§ **Aangeleverde lijst**:
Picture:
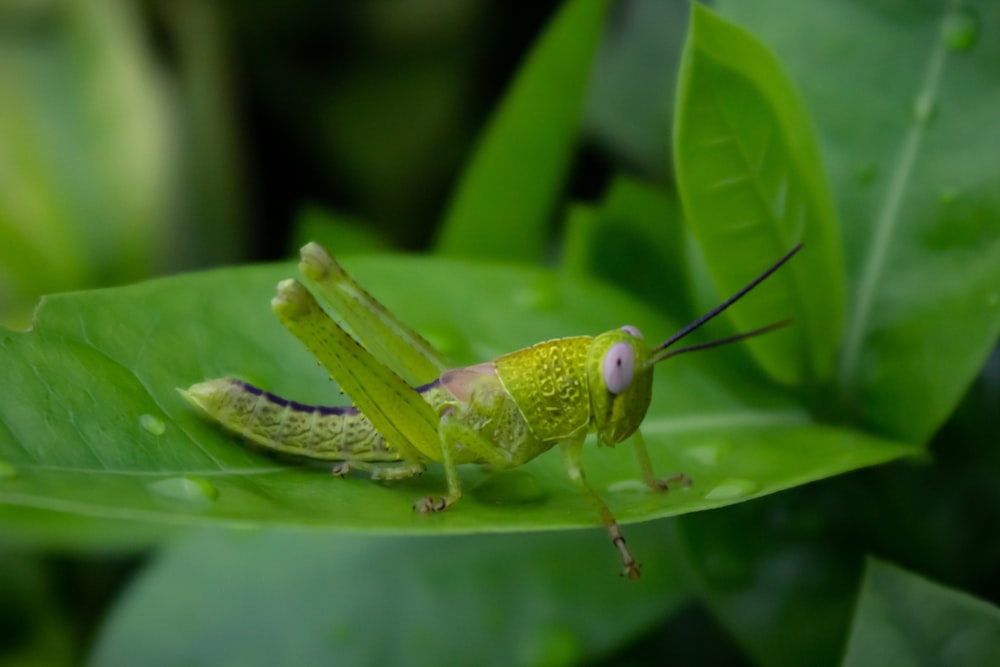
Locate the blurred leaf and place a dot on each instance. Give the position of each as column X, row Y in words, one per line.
column 635, row 240
column 630, row 100
column 96, row 427
column 503, row 204
column 753, row 186
column 86, row 157
column 339, row 233
column 911, row 148
column 776, row 573
column 485, row 600
column 33, row 627
column 903, row 619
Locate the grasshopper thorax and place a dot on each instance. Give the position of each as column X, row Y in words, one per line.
column 620, row 381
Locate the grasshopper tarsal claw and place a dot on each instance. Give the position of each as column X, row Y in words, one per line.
column 428, row 505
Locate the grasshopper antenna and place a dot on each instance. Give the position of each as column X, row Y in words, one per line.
column 721, row 307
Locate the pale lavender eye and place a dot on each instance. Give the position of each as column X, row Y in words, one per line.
column 618, row 365
column 631, row 330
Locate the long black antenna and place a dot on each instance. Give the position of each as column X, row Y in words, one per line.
column 722, row 341
column 718, row 309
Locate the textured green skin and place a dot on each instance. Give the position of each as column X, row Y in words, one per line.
column 523, row 403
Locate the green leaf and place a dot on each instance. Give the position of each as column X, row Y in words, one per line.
column 96, row 425
column 341, row 234
column 634, row 240
column 85, row 135
column 775, row 574
column 752, row 185
column 903, row 619
column 632, row 87
column 508, row 192
column 387, row 600
column 911, row 148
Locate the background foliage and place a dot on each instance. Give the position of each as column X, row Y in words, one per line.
column 649, row 157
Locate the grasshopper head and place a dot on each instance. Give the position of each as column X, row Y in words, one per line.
column 620, row 377
column 620, row 365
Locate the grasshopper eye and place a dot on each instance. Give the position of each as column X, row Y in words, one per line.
column 618, row 365
column 633, row 331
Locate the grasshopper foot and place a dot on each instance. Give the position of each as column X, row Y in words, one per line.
column 631, row 569
column 429, row 504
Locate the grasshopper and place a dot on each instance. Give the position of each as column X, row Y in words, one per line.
column 502, row 413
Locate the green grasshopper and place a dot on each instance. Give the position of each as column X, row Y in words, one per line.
column 502, row 413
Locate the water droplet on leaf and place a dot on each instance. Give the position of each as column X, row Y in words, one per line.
column 193, row 490
column 960, row 29
column 732, row 488
column 152, row 424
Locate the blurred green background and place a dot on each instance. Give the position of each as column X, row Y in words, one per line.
column 145, row 138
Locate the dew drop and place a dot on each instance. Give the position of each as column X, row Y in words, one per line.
column 960, row 29
column 152, row 424
column 515, row 487
column 732, row 488
column 193, row 490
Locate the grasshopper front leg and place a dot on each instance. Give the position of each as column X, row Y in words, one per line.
column 571, row 450
column 646, row 466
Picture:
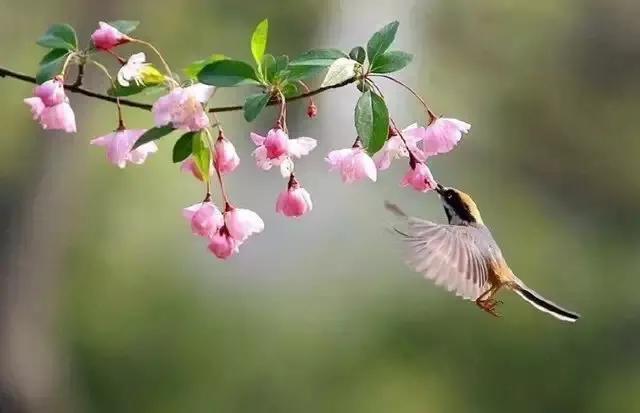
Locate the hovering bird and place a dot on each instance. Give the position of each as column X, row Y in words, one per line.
column 463, row 256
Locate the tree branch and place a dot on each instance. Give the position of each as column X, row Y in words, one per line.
column 75, row 88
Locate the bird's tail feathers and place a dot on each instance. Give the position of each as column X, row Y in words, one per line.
column 545, row 305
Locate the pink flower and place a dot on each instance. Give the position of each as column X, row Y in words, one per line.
column 107, row 37
column 419, row 178
column 182, row 108
column 354, row 164
column 395, row 148
column 443, row 134
column 50, row 106
column 190, row 166
column 295, row 201
column 222, row 245
column 119, row 144
column 226, row 158
column 205, row 218
column 242, row 223
column 277, row 149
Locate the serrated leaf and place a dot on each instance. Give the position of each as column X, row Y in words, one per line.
column 152, row 135
column 339, row 71
column 254, row 105
column 282, row 62
column 183, row 147
column 59, row 36
column 290, row 90
column 318, row 57
column 259, row 41
column 201, row 153
column 372, row 121
column 381, row 40
column 295, row 73
column 268, row 67
column 391, row 62
column 132, row 89
column 51, row 65
column 192, row 70
column 358, row 54
column 227, row 73
column 124, row 26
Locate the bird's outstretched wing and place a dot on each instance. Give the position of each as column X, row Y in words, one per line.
column 452, row 256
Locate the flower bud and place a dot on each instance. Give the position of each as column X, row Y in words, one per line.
column 226, row 157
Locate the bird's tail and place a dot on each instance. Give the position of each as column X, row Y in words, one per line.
column 545, row 305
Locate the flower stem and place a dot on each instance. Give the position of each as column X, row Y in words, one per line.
column 157, row 52
column 4, row 72
column 432, row 116
column 113, row 85
column 215, row 166
column 412, row 157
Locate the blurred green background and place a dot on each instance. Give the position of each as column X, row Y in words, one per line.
column 109, row 304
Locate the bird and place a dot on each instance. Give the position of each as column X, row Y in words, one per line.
column 463, row 257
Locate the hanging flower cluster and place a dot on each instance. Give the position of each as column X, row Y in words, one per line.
column 184, row 108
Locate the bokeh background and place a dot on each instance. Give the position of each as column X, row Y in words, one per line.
column 109, row 304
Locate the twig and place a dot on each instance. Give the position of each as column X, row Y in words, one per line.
column 133, row 104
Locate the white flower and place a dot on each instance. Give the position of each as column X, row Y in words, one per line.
column 132, row 71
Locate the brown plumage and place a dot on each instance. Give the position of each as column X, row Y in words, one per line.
column 463, row 257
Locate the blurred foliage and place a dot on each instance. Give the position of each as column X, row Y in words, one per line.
column 320, row 314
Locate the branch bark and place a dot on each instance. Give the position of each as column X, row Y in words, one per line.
column 76, row 88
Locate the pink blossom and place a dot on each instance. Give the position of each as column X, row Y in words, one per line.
column 182, row 108
column 277, row 149
column 295, row 201
column 395, row 148
column 190, row 166
column 50, row 106
column 443, row 134
column 419, row 177
column 222, row 245
column 107, row 37
column 242, row 223
column 119, row 143
column 226, row 157
column 205, row 218
column 354, row 164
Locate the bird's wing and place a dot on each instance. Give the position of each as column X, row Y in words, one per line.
column 452, row 256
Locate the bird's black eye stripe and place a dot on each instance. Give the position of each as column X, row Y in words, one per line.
column 460, row 208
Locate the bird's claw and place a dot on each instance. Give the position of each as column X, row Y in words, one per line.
column 489, row 306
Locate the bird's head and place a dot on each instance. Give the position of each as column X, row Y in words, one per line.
column 459, row 207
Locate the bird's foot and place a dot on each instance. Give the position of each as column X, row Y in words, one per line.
column 489, row 306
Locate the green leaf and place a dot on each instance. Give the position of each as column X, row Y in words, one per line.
column 124, row 26
column 282, row 62
column 192, row 70
column 296, row 73
column 358, row 54
column 152, row 135
column 51, row 65
column 228, row 73
column 259, row 41
column 59, row 36
column 391, row 62
column 201, row 153
column 254, row 105
column 132, row 89
column 317, row 57
column 290, row 90
column 339, row 71
column 381, row 40
column 183, row 147
column 372, row 121
column 269, row 67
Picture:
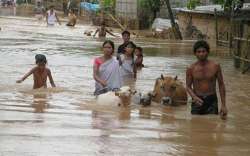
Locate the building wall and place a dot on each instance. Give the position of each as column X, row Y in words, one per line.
column 204, row 24
column 126, row 9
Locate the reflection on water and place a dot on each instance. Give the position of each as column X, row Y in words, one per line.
column 66, row 120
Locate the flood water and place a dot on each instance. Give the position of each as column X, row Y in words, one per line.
column 66, row 121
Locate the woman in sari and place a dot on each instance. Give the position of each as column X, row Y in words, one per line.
column 106, row 70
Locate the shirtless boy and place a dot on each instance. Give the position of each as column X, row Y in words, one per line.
column 201, row 78
column 40, row 73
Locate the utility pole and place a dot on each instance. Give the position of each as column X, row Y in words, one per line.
column 173, row 23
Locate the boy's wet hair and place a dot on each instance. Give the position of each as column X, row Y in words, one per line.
column 103, row 23
column 201, row 44
column 139, row 48
column 109, row 42
column 125, row 32
column 40, row 58
column 130, row 44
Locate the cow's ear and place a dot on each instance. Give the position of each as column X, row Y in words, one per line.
column 162, row 77
column 176, row 77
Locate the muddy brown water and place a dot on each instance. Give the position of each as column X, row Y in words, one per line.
column 66, row 121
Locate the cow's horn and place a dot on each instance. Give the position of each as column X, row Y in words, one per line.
column 176, row 77
column 162, row 77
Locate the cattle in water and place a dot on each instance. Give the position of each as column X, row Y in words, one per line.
column 169, row 91
column 118, row 98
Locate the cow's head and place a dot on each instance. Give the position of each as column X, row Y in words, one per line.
column 125, row 94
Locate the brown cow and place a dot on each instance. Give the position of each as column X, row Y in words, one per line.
column 169, row 91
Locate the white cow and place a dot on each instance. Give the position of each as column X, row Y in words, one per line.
column 119, row 98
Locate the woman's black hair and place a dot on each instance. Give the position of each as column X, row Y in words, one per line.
column 201, row 44
column 40, row 58
column 125, row 32
column 140, row 49
column 109, row 42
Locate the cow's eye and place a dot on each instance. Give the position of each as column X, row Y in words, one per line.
column 172, row 87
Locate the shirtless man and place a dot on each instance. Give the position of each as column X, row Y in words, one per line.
column 72, row 18
column 40, row 73
column 201, row 80
column 103, row 31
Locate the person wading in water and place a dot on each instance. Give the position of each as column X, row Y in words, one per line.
column 201, row 80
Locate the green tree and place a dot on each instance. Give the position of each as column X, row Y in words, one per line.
column 152, row 5
column 227, row 4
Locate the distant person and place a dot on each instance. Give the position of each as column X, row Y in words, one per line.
column 40, row 73
column 72, row 18
column 102, row 31
column 14, row 7
column 65, row 4
column 127, row 63
column 51, row 17
column 201, row 78
column 126, row 40
column 106, row 70
column 39, row 11
column 139, row 58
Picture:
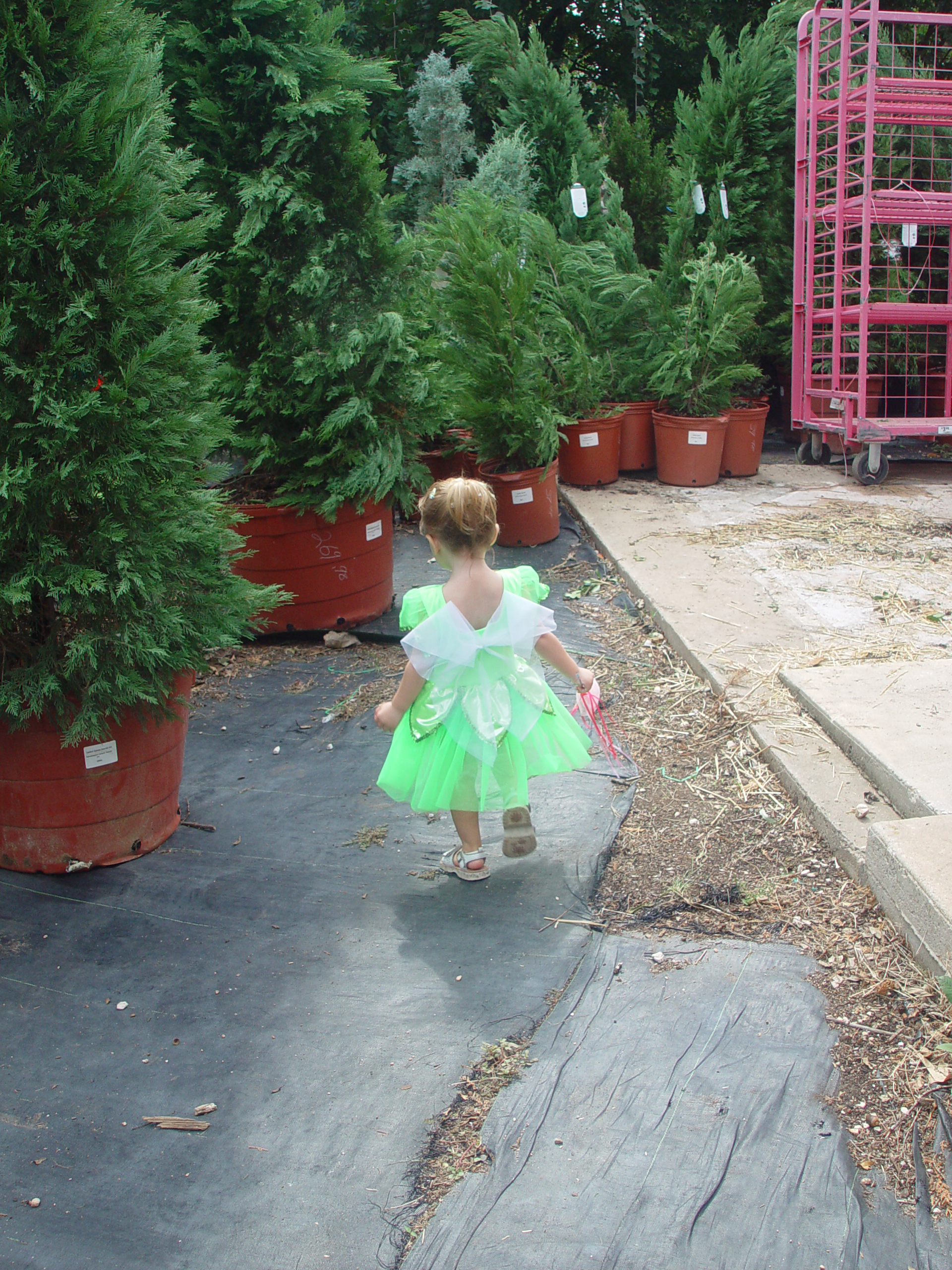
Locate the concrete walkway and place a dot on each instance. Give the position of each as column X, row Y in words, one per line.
column 823, row 611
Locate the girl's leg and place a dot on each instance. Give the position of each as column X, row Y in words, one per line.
column 468, row 826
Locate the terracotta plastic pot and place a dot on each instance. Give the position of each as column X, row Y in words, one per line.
column 688, row 450
column 744, row 440
column 636, row 452
column 62, row 811
column 823, row 407
column 590, row 455
column 527, row 505
column 339, row 574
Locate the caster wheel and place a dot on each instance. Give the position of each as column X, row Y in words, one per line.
column 805, row 454
column 861, row 469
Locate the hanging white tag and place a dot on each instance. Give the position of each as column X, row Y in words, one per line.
column 581, row 200
column 102, row 755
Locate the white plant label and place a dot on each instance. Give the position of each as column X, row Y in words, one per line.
column 101, row 756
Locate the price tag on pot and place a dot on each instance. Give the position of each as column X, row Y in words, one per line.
column 101, row 756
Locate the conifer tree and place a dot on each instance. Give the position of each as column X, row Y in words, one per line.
column 114, row 572
column 739, row 130
column 507, row 171
column 441, row 125
column 323, row 370
column 525, row 91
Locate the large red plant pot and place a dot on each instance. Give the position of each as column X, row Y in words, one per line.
column 688, row 450
column 636, row 450
column 590, row 454
column 744, row 440
column 339, row 574
column 66, row 810
column 527, row 505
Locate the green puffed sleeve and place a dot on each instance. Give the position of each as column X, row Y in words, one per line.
column 526, row 582
column 419, row 604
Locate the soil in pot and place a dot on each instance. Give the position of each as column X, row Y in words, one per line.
column 341, row 574
column 527, row 505
column 590, row 454
column 67, row 810
column 688, row 450
column 636, row 451
column 744, row 440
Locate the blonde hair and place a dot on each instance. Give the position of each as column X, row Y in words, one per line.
column 461, row 513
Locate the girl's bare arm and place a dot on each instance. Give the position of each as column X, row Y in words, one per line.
column 551, row 651
column 389, row 714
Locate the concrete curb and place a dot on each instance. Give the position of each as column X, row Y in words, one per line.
column 910, row 867
column 827, row 785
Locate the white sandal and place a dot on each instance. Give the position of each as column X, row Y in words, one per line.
column 457, row 861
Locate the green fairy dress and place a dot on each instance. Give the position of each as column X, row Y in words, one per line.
column 485, row 720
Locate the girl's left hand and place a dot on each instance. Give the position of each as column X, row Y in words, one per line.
column 388, row 717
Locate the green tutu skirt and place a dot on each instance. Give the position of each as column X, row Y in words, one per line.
column 436, row 774
column 485, row 720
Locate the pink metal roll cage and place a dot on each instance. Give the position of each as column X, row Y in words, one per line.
column 873, row 286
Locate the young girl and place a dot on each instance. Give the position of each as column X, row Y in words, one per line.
column 474, row 717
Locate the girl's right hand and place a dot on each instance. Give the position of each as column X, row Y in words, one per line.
column 388, row 717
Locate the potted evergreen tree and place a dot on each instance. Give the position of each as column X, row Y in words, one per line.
column 697, row 361
column 324, row 382
column 498, row 332
column 114, row 548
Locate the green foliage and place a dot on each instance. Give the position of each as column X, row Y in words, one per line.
column 739, row 130
column 642, row 169
column 323, row 370
column 696, row 353
column 526, row 91
column 507, row 171
column 441, row 125
column 114, row 571
column 498, row 328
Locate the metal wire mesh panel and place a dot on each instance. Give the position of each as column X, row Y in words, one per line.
column 873, row 296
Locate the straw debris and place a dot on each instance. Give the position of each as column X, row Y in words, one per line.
column 714, row 846
column 455, row 1146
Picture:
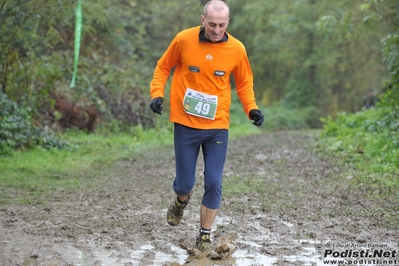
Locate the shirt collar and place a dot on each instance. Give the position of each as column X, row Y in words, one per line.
column 202, row 37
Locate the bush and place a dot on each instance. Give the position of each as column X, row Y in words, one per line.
column 17, row 130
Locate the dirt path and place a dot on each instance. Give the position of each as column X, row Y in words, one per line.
column 293, row 210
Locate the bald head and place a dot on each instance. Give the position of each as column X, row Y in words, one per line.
column 217, row 6
column 215, row 20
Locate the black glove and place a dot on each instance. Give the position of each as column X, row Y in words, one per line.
column 155, row 105
column 257, row 116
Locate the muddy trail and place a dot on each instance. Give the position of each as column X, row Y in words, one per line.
column 282, row 205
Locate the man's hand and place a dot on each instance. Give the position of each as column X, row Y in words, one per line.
column 155, row 105
column 257, row 116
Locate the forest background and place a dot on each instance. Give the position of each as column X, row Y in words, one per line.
column 313, row 62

§ **Wat moet je doen**: Werk de lijst bij vanaf de regel met "Locate the straw" tot en met het einde van de lijst: zet "wet path" in plaats van "muddy trail" en laat verder alles hetzelfde. Laat de afbeeldingen alsjeblieft weg uit je antwoord.

§ **Antwoord op opdracht**:
Locate the straw debris and place a dot on each instance. Give the position of each as column X, row Y in words, one per line.
column 714, row 846
column 455, row 1146
Picture:
Locate the shirt collar and place a dot on each instance. Give the position of each as column X, row Y in words, one per line.
column 202, row 37
Locate the bush and place a dot on each instance. Give the position of each as column X, row Y in words, one per line.
column 17, row 130
Locate the dirt path and place a dot on each instance. Give the position of each as column X, row Y in words, one per line.
column 293, row 210
Locate the bald head and place a dot on each instance. Give the position of each as column X, row Y in words, one per line.
column 217, row 6
column 215, row 20
Locate the black glove and place a dot on each instance. Give the position of each as column X, row Y in words, one per line.
column 155, row 105
column 257, row 116
Locate the wet path and place a dot on each instance. Give the position of each as column X, row Y in words, one per line.
column 282, row 205
Locate the man's hand and place a dot on each instance. Give the position of each as column X, row Y in words, one per line.
column 155, row 105
column 257, row 116
Locate the forest background and place a dot on each instance. Give the position of each as column X, row Y in words, one per line.
column 313, row 62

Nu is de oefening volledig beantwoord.